WHAT TO WORK ON ▸ Search the data below for the string "positive" and copy all lines where it shows up.

Saved data entries ▸
*** Block opens ***

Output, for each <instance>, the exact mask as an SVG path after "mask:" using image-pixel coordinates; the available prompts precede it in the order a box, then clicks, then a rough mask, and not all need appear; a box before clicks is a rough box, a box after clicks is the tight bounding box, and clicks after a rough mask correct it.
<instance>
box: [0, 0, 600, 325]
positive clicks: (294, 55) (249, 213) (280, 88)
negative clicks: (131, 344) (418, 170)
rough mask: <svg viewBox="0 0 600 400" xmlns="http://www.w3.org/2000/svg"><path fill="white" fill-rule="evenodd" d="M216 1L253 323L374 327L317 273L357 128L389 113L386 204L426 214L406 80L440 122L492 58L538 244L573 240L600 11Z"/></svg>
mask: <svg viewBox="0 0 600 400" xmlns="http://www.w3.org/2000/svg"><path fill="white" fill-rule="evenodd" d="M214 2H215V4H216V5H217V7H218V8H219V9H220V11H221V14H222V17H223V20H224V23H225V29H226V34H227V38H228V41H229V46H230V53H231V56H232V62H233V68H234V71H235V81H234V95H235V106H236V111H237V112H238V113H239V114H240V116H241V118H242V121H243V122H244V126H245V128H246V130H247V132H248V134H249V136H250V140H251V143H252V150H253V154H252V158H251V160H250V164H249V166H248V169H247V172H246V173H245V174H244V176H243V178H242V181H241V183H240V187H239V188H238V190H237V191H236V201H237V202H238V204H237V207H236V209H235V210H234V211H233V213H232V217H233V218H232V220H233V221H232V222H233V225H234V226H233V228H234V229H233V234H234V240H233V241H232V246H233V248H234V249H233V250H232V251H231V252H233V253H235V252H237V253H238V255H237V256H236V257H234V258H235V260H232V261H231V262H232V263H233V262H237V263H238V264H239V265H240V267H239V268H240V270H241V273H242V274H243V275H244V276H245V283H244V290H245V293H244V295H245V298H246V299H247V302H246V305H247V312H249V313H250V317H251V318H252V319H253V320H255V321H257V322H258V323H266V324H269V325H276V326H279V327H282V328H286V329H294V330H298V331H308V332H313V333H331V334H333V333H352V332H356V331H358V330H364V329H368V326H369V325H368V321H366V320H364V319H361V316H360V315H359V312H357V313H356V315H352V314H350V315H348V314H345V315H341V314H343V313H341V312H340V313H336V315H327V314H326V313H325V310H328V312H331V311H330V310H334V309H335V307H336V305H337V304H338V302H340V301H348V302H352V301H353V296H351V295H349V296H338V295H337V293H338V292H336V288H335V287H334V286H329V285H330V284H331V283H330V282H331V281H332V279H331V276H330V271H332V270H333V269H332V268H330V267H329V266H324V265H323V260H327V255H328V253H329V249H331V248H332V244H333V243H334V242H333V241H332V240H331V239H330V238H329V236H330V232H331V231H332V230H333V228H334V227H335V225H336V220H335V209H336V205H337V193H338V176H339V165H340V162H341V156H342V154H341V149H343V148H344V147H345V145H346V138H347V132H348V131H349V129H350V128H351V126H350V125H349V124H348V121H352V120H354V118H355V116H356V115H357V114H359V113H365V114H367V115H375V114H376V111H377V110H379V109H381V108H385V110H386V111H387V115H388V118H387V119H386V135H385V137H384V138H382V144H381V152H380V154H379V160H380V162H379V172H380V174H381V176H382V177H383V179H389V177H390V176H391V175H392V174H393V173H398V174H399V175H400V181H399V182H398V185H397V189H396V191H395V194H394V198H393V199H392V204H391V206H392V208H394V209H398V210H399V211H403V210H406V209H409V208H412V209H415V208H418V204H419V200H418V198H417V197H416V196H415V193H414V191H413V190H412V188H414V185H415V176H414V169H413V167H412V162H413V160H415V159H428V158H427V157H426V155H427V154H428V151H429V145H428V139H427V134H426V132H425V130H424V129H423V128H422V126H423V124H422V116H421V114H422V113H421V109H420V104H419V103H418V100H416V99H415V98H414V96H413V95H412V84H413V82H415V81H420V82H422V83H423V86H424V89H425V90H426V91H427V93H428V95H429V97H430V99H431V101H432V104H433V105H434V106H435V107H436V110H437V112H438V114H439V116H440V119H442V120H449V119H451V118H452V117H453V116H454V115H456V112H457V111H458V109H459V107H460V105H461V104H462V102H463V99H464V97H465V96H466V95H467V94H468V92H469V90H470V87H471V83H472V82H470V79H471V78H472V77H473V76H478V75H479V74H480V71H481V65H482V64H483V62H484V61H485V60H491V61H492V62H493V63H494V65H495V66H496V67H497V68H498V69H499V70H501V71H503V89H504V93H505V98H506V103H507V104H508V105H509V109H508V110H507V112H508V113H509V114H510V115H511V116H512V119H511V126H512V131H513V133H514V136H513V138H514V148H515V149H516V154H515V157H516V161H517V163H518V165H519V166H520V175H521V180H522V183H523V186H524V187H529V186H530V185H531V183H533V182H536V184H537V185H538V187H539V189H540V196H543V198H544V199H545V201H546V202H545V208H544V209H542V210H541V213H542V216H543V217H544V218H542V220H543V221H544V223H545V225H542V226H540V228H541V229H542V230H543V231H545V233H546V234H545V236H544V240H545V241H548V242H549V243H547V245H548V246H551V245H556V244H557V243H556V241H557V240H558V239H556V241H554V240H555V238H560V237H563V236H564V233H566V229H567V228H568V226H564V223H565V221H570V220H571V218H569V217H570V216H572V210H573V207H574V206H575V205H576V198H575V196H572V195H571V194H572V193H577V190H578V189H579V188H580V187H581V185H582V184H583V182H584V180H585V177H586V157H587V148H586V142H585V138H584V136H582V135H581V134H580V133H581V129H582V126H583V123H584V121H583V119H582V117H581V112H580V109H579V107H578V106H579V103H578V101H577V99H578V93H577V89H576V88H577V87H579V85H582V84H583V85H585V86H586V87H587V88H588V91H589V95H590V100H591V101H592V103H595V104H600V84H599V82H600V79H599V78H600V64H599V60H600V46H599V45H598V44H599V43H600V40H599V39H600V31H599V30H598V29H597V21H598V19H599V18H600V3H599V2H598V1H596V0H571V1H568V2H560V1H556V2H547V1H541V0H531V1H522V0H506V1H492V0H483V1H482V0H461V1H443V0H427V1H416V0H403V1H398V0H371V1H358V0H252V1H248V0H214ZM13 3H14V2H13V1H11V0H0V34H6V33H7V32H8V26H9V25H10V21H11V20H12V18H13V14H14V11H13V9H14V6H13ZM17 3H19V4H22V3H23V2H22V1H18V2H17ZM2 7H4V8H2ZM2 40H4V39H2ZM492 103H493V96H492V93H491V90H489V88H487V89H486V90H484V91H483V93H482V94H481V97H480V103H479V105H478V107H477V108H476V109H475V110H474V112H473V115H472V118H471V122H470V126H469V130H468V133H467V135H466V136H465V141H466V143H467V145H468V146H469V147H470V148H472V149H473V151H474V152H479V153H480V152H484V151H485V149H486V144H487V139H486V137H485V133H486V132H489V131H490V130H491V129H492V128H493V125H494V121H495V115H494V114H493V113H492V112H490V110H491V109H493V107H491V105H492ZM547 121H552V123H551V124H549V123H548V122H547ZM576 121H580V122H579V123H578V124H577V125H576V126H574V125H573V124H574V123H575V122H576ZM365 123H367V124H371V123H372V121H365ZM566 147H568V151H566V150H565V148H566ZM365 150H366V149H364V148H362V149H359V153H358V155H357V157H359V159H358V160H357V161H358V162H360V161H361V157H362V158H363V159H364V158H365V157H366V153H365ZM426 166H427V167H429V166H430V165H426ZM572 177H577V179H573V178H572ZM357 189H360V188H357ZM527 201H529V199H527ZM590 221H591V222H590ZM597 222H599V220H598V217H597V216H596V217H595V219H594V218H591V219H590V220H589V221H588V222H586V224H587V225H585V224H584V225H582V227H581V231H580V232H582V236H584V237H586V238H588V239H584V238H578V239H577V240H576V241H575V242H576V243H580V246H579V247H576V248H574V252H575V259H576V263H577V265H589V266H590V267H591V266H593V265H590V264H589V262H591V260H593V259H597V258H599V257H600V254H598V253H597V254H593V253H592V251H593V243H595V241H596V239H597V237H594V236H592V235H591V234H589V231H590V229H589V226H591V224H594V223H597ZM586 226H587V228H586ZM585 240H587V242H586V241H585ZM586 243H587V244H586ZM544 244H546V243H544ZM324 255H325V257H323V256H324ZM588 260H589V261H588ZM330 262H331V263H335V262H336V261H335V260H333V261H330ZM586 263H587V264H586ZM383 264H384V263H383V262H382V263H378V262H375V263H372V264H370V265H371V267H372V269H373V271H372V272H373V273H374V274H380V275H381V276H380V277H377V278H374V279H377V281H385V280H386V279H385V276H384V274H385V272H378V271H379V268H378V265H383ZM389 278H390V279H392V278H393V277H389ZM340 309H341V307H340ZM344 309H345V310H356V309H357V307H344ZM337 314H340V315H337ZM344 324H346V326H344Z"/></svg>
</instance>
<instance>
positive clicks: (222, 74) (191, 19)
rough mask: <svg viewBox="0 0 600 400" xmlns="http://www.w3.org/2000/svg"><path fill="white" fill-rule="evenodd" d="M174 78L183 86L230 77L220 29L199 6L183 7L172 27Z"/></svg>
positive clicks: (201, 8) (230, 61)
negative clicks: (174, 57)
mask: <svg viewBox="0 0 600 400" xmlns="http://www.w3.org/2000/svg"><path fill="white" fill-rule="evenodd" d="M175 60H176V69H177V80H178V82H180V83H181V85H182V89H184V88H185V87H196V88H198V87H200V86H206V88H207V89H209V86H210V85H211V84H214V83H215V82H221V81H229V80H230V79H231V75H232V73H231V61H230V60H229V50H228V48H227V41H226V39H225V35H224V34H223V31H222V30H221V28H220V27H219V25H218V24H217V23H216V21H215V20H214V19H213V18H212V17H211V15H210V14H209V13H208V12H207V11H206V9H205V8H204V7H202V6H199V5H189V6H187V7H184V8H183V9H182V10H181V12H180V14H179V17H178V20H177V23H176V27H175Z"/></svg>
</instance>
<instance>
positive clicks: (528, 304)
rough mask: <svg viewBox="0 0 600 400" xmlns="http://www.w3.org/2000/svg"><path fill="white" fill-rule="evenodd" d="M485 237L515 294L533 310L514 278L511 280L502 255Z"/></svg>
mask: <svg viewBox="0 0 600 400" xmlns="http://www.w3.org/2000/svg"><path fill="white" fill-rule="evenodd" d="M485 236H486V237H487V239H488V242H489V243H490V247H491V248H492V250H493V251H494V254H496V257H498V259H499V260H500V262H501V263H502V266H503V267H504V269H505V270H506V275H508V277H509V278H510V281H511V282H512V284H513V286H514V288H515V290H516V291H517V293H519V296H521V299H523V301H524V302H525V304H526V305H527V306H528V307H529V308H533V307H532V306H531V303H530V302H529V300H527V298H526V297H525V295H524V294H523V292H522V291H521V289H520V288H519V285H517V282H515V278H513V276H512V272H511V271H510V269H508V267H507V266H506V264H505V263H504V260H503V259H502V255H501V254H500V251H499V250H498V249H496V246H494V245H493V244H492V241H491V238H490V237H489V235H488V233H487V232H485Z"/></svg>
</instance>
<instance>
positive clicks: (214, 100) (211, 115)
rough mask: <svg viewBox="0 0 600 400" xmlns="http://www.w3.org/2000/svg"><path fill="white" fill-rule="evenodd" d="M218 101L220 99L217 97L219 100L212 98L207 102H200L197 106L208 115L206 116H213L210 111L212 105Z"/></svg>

*** Block closes ***

ANSWER FOR THIS EXERCISE ▸
positive clicks: (294, 55) (249, 213) (280, 88)
positive clicks: (222, 74) (191, 19)
positive clicks: (201, 8) (230, 61)
positive clicks: (528, 304)
positive clicks: (214, 100) (211, 115)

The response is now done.